Now, all of a sudden everything changes, verse 6. According to the laws of redemption, this guy couldn’t do it.  So, he loses out.  All right, read it.

Ruth 4:6

“And the (first) kinsman said, I cannot redeem it for myself, lest I mar mine own inheritance: redeem thou my right to thyself; for I cannot redeem it.”  Now according to the laws of Israel, and I haven’t go time to go into all that, but they recognized that this first next of kin, for whatever relationship he had other than Naomi, he could not redeem it.    So that opens the door for Boaz.

Ruth 4:7-8

“Now this was the manner in former time in Israel concerning redeeming and concerning changing, for to confirm all things; a man plucked off his shoe, (This is the way they consummated these things legally.) a man plucked off his shoe, and gave it to his neighbor: and this was a testimony in Israel. 8. Therefore the kinsman said unto Boaz, Buy it for thee.  So he drew off his shoe.

## [Directions]
1. Answer these about the Ruth 4 commentary:
(a) At which verse does the speaker say everything suddenly changes?
(b) What does the first kinsman say redeeming it would do to his own inheritance?
(c) What did a man pluck off and give to his neighbor as a testimony in Israel?
2. In the Ruth 4 commentary, reproduce verbatim the part that opens with the words containing "Now, all of" and closes with "right, read it.".

## [Given entries]

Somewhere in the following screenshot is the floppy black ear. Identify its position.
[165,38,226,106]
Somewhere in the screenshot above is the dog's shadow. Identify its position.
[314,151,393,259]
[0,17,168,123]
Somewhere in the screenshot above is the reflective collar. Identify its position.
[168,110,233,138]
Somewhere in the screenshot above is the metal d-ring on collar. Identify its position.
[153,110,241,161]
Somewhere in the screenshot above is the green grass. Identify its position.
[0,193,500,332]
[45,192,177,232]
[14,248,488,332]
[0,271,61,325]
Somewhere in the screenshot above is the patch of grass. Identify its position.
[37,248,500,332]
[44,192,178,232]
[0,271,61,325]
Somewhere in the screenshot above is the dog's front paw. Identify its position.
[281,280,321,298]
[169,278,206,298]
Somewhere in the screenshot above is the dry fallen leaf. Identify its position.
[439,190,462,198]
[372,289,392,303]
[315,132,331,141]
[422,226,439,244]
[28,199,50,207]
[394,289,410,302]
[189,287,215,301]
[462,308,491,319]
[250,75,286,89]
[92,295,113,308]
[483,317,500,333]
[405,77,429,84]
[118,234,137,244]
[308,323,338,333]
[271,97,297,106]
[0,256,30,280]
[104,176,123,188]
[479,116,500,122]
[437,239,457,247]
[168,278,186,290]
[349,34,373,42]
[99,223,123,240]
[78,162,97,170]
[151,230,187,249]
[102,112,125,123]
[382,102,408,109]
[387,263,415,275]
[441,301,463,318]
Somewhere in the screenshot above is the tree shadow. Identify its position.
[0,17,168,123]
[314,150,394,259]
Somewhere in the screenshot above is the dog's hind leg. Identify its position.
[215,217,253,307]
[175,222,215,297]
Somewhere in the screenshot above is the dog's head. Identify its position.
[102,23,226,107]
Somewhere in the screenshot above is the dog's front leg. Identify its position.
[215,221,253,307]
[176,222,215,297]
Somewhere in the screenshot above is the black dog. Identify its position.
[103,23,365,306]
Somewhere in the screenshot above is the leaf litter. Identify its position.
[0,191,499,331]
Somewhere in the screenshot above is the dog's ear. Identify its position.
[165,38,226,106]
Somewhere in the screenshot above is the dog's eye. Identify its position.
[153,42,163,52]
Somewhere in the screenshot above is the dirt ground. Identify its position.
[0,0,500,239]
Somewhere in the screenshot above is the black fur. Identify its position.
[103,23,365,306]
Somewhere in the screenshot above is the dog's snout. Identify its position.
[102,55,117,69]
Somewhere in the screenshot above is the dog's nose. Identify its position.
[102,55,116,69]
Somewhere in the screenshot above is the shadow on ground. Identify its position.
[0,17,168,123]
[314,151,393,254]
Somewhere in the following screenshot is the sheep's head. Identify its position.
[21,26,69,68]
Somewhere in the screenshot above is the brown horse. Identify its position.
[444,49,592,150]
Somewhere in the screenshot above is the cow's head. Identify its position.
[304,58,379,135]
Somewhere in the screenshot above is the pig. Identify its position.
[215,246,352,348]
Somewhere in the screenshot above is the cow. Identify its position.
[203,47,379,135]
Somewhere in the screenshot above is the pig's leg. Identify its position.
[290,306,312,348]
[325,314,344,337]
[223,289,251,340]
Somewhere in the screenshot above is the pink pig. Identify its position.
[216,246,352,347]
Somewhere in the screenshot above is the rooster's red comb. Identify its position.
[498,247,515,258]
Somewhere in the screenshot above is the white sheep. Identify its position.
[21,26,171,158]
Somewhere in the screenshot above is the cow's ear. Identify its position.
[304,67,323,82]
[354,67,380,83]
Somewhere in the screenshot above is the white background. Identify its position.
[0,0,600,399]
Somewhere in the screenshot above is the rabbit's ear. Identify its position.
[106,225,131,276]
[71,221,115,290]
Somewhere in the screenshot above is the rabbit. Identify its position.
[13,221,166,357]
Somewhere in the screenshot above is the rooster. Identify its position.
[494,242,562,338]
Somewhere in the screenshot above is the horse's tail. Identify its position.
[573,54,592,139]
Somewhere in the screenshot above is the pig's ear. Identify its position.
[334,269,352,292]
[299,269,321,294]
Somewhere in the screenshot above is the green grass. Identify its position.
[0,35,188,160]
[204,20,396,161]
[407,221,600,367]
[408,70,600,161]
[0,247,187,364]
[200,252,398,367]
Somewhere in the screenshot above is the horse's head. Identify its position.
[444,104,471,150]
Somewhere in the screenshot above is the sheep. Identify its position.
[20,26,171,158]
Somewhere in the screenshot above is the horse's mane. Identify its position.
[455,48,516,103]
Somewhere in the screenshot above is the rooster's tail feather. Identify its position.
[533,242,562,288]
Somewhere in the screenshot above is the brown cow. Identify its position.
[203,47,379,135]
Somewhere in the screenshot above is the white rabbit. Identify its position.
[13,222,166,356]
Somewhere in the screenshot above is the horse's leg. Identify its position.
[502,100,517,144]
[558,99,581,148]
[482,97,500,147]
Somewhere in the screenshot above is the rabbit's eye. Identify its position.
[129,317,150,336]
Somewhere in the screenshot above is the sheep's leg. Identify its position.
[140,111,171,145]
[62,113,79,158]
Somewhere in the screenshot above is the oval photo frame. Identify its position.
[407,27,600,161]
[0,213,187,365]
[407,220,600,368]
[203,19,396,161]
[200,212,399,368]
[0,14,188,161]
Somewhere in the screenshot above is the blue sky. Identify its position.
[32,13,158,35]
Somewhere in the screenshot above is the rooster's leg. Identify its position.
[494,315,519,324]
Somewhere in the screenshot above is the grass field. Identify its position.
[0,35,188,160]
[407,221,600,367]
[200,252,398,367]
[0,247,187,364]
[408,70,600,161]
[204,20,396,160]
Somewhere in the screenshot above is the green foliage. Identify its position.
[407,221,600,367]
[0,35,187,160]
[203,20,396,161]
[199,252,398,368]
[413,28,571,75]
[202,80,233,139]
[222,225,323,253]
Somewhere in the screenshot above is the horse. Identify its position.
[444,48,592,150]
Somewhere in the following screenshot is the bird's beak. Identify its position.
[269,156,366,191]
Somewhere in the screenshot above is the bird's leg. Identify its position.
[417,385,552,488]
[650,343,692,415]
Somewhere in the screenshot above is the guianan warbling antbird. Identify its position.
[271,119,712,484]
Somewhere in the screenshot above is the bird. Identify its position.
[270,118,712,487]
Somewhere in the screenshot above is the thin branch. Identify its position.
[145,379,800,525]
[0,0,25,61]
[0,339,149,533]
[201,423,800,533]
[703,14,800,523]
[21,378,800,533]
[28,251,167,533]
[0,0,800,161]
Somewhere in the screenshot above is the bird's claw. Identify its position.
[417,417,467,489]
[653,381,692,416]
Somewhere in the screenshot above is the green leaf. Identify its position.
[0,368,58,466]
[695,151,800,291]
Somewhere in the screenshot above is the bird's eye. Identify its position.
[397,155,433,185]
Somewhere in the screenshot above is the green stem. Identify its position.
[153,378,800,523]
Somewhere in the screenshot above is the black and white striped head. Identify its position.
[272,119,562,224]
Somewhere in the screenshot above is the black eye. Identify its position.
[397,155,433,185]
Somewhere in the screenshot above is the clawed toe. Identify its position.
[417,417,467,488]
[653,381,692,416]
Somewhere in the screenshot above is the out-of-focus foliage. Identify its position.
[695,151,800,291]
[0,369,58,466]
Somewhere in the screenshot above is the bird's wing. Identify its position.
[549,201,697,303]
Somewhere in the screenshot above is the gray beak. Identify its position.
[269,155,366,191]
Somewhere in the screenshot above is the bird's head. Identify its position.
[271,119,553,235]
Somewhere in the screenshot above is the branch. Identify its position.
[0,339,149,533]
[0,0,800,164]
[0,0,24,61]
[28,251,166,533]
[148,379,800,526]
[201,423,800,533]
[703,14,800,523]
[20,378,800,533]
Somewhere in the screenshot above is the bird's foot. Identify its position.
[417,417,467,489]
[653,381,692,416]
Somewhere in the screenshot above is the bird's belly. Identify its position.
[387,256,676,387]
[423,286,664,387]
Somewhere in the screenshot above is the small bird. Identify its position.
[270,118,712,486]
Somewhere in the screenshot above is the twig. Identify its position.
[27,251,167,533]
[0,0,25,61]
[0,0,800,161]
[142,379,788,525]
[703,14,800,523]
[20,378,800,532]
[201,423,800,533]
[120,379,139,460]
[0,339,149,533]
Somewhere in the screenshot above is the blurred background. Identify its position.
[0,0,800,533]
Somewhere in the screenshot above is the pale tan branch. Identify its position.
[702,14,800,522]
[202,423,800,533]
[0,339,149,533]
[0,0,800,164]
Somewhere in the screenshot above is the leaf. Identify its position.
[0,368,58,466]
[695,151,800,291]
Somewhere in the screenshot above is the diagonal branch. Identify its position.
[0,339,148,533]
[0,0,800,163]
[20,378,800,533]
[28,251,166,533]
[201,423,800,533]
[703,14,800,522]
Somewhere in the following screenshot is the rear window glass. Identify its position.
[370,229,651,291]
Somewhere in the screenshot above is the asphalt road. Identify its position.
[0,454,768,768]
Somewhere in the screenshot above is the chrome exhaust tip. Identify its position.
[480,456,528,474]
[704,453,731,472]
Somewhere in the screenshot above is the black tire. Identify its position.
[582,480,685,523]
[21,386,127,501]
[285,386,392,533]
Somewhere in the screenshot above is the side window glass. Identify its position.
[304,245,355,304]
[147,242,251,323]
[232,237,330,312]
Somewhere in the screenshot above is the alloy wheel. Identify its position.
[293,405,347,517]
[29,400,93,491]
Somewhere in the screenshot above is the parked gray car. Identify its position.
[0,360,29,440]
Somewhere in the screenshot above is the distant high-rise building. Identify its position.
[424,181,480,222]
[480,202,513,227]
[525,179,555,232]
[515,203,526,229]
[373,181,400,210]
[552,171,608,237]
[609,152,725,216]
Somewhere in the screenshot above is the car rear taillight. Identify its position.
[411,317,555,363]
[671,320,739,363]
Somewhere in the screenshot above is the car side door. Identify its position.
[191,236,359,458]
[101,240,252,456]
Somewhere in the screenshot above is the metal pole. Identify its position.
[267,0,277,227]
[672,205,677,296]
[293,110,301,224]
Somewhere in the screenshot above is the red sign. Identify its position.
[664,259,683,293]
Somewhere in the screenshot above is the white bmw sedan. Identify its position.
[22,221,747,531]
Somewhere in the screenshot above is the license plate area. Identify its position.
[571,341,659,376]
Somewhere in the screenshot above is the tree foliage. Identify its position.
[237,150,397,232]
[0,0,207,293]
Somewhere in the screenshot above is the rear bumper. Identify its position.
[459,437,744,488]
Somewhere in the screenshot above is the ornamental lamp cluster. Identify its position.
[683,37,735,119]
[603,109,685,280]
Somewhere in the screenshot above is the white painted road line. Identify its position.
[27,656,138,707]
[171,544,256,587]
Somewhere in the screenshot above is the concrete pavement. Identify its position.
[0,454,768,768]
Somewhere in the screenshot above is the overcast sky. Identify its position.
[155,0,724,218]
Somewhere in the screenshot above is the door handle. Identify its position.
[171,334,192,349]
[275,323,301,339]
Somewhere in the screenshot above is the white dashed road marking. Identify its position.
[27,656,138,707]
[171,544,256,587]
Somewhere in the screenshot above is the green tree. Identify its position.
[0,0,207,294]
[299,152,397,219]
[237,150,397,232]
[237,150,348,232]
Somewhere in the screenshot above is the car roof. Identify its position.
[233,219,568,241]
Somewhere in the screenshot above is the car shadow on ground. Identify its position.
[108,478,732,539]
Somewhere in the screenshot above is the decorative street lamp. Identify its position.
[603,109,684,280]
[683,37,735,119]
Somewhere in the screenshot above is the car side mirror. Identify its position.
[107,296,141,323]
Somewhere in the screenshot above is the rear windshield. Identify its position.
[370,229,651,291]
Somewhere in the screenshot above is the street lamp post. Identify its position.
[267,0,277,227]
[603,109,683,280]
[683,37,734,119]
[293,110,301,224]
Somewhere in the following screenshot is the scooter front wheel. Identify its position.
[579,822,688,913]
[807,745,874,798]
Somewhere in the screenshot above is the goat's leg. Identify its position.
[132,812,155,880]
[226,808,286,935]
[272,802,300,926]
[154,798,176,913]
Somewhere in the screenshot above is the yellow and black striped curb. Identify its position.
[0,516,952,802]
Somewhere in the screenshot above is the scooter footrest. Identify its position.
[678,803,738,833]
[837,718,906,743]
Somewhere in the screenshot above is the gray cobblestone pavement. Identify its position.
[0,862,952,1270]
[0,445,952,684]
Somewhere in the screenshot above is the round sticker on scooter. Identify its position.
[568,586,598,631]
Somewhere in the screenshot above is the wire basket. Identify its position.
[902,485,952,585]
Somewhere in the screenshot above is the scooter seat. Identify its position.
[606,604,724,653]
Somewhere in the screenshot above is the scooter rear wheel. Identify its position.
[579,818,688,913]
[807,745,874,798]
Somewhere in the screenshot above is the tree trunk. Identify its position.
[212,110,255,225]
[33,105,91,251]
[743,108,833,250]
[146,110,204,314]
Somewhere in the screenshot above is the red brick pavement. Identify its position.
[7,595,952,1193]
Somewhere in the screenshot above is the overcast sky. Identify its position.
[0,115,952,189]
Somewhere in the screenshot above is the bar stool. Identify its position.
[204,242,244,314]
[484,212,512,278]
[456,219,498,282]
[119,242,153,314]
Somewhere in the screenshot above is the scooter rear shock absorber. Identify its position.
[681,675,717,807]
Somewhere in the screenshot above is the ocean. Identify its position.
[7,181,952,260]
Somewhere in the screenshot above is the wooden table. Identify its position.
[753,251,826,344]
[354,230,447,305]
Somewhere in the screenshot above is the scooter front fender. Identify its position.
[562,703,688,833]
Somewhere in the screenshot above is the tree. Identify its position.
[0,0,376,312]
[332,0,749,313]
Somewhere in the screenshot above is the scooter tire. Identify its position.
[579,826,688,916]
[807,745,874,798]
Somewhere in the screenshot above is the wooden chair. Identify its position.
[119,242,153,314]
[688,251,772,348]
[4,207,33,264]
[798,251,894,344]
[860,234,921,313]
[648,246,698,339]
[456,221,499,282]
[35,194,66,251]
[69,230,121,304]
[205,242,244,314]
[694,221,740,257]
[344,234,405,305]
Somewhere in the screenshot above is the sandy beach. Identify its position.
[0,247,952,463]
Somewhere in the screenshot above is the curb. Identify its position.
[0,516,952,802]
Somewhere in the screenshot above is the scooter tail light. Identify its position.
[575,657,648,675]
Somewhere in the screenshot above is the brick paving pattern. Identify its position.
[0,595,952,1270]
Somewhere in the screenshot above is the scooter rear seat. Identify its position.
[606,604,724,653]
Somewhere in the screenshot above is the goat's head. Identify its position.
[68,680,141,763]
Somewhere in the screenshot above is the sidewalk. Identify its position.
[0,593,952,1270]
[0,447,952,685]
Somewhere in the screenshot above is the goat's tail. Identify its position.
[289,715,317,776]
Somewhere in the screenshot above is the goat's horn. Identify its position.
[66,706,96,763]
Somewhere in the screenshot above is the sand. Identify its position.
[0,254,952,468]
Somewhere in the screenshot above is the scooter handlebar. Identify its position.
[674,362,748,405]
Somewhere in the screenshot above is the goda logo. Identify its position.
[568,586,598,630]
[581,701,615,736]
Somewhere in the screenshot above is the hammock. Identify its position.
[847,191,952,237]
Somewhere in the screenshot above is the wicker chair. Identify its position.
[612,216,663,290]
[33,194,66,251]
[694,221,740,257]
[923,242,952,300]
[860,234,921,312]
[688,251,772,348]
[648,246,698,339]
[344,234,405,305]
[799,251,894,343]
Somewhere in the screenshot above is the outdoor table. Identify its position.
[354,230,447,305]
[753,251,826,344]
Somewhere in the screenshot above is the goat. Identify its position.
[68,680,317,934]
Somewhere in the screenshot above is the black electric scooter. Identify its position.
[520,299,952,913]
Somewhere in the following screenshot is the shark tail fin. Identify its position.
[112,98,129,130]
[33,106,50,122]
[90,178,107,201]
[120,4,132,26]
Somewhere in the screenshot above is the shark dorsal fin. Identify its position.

## [Set of answers]
1.
(a) Verse 6.
(b) Mar it.
(c) His shoe.

2.
Now, all of a sudden everything changes, verse 6. According to the laws of redemption, this guy couldn’t do it.  So, he loses out.  All right, read it.